**What you will do:**
Can you reproduce the entire listing below verbatim, every line included?

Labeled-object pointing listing

************

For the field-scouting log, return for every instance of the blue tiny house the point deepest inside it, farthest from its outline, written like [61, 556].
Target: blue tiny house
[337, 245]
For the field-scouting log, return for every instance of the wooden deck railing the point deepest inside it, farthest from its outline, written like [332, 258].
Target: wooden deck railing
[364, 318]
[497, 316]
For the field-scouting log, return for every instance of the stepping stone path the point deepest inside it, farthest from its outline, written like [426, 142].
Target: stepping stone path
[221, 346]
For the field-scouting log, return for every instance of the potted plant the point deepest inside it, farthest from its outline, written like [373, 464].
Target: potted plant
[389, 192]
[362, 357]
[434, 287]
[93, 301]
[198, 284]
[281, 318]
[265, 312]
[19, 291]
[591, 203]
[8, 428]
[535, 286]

************

**Task output:**
For the field-scouting log, return for every instance of the blue tiny house the point deepest inside it, farthest from its outline, written like [61, 556].
Target: blue tiny house
[337, 245]
For the field-scouting log, return for every instance of the wooden deck railing the point deepest inside it, farthest from its outline, written like [332, 258].
Target: wooden deck railing
[364, 318]
[497, 316]
For the field-scouting log, return for every instance of the stepping stone path the point deepest inside it, farthest from its outline, written like [426, 142].
Target: stepping stone path
[221, 346]
For the field-scouting log, return for every instance of the potted plant the point deepest inside it, farthest from its outline, written like [373, 464].
Target: potted plant
[389, 192]
[362, 357]
[434, 287]
[93, 301]
[198, 284]
[281, 318]
[265, 312]
[19, 291]
[591, 203]
[8, 428]
[535, 286]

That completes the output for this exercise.